Referring expression data:
- Opening Delimiter -

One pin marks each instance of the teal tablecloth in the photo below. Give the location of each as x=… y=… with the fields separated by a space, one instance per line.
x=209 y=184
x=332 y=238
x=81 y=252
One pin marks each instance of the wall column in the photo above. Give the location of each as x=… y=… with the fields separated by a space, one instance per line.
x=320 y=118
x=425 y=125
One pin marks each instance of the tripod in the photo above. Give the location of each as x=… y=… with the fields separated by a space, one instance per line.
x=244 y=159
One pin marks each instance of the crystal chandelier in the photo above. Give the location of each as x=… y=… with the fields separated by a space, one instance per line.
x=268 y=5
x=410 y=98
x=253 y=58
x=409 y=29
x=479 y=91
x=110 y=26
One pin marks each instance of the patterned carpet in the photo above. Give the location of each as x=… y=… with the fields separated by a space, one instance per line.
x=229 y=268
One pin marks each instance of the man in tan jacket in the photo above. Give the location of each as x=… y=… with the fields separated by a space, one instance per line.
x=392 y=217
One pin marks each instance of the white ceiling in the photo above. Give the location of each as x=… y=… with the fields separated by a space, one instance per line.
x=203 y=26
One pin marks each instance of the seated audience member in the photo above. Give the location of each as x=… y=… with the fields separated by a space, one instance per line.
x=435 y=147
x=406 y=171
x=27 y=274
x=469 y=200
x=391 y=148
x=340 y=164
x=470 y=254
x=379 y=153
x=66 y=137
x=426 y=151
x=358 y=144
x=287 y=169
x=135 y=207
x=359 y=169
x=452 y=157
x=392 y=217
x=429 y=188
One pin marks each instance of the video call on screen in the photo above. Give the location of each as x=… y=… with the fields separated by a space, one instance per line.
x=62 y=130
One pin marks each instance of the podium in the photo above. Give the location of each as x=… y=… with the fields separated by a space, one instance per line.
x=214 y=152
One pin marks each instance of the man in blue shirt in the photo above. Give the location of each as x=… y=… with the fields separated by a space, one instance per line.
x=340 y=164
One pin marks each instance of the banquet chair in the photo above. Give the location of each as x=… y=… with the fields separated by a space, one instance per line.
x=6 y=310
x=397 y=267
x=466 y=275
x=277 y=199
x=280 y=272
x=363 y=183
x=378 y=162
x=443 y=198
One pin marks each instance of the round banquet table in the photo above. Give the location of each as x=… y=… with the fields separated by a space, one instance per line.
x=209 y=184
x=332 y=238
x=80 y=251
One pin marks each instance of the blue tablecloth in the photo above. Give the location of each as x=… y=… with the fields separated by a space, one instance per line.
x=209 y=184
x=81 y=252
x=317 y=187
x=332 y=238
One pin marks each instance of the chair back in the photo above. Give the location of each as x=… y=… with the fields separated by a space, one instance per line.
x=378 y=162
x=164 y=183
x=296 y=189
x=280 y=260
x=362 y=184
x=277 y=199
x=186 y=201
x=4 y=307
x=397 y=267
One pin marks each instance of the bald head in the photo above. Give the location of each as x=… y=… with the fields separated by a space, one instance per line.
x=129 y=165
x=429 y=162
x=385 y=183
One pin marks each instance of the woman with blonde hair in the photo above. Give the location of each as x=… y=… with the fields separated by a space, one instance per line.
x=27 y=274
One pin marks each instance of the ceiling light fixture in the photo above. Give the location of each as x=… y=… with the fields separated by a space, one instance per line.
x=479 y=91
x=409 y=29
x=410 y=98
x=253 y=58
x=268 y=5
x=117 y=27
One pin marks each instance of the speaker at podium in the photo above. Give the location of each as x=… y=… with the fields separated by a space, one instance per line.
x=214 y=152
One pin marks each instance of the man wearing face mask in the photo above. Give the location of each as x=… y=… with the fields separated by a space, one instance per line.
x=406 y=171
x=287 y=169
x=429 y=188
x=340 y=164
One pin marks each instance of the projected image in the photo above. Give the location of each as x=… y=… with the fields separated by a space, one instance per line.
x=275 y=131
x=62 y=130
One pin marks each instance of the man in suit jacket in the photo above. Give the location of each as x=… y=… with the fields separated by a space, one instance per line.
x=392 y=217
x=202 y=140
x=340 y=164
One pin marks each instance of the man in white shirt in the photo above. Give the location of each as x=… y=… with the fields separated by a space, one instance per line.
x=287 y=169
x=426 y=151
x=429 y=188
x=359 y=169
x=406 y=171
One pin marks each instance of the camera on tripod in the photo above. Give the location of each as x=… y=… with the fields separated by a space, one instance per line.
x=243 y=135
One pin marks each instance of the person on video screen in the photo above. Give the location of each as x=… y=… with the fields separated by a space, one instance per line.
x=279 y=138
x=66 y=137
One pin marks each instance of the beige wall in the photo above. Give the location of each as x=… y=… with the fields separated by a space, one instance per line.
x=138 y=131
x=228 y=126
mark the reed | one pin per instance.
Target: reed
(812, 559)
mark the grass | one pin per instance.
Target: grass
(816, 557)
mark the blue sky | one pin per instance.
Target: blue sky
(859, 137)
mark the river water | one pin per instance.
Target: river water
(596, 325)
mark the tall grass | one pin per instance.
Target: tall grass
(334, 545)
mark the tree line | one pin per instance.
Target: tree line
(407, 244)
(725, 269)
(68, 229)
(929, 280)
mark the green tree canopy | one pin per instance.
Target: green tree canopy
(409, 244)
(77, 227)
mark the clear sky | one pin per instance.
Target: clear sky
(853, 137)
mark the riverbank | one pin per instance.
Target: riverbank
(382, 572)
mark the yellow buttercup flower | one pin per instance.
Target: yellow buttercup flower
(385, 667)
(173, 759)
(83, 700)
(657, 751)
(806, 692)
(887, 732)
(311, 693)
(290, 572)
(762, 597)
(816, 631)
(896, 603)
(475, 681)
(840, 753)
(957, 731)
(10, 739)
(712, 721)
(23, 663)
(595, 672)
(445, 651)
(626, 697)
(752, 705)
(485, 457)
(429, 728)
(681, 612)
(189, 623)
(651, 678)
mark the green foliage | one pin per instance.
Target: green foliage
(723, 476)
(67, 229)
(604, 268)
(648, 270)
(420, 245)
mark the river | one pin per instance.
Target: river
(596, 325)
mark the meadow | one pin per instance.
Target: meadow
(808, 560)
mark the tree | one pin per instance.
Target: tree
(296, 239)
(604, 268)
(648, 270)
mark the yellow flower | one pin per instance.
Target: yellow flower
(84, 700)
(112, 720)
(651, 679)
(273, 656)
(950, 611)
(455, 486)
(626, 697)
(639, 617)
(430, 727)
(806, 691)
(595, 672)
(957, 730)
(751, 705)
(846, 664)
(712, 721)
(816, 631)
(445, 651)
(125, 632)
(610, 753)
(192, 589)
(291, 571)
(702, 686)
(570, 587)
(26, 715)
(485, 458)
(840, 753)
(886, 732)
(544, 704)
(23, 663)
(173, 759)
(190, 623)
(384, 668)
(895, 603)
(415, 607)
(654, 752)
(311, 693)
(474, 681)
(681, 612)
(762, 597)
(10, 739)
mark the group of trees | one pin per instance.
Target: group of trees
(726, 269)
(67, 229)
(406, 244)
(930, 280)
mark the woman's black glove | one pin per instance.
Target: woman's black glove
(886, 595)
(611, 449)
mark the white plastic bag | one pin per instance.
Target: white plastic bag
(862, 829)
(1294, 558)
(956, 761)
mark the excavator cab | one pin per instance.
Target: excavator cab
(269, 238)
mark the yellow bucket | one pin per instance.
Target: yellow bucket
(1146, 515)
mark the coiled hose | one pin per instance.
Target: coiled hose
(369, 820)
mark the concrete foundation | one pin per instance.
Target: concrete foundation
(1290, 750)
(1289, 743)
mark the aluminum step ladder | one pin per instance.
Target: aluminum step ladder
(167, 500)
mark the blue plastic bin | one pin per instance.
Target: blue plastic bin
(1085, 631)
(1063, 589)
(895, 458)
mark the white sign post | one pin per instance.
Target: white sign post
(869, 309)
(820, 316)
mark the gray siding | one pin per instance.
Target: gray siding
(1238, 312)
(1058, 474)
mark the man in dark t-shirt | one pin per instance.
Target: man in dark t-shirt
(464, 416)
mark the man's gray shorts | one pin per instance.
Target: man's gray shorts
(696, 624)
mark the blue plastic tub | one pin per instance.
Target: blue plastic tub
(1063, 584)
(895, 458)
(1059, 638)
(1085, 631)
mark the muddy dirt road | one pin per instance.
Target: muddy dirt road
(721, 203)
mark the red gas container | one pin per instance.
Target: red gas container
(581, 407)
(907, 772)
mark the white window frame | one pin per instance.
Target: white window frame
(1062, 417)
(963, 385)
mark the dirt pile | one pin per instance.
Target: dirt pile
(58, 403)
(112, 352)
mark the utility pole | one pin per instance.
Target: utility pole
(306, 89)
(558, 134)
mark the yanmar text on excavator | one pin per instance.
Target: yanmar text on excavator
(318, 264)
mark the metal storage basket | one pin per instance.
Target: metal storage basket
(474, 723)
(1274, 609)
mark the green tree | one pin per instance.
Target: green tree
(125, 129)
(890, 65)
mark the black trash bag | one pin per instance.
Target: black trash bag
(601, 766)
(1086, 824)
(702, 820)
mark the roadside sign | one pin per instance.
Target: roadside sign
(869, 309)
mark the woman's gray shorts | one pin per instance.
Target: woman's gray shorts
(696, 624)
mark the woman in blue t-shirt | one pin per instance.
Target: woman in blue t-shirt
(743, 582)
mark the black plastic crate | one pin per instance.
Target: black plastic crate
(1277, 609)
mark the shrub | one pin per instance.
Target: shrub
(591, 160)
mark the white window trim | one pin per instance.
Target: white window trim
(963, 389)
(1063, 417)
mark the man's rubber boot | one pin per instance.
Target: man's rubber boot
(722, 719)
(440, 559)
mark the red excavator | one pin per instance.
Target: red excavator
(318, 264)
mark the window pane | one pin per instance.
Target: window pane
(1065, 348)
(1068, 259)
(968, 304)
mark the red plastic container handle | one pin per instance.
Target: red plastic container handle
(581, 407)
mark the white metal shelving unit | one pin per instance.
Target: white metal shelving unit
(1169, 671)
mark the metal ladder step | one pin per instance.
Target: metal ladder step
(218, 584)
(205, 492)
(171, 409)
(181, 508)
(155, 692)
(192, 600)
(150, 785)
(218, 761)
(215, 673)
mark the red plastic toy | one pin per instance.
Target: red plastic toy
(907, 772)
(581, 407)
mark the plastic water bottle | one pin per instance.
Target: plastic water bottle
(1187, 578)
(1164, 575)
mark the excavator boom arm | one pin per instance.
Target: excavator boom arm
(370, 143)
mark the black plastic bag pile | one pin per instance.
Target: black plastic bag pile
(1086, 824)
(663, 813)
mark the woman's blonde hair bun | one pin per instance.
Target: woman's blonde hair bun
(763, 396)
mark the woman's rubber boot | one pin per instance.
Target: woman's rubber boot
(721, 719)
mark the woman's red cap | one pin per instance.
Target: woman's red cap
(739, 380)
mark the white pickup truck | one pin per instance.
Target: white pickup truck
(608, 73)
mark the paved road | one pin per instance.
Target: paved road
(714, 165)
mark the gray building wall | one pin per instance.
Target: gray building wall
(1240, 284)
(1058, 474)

- Closing Delimiter -

◆ REQUIRED WORK: Repeat, exactly as they stand above, the lines from the line with "mark the meadow | one pin per instance." to the line with "mark the woman's black", both lines included.

◆ YOUR RESPONSE:
mark the meadow | one pin per instance.
Target: meadow
(808, 560)
mark the tree | one pin per instance.
Target: tree
(296, 239)
(604, 268)
(648, 270)
mark the yellow flower | one pin per instance.
Target: yellow flower
(84, 700)
(112, 720)
(651, 679)
(273, 656)
(950, 611)
(455, 486)
(626, 697)
(639, 617)
(430, 727)
(806, 691)
(595, 672)
(957, 730)
(751, 705)
(846, 664)
(712, 721)
(816, 631)
(445, 651)
(125, 632)
(610, 753)
(192, 589)
(291, 571)
(702, 686)
(570, 587)
(26, 715)
(485, 458)
(840, 753)
(886, 732)
(544, 704)
(23, 663)
(173, 759)
(190, 623)
(384, 668)
(895, 603)
(415, 607)
(654, 752)
(311, 693)
(474, 681)
(681, 612)
(762, 597)
(10, 739)
mark the group of trees | one pin per instance.
Target: group of trees
(726, 269)
(67, 229)
(406, 244)
(930, 280)
mark the woman's black glove | one pin per instance.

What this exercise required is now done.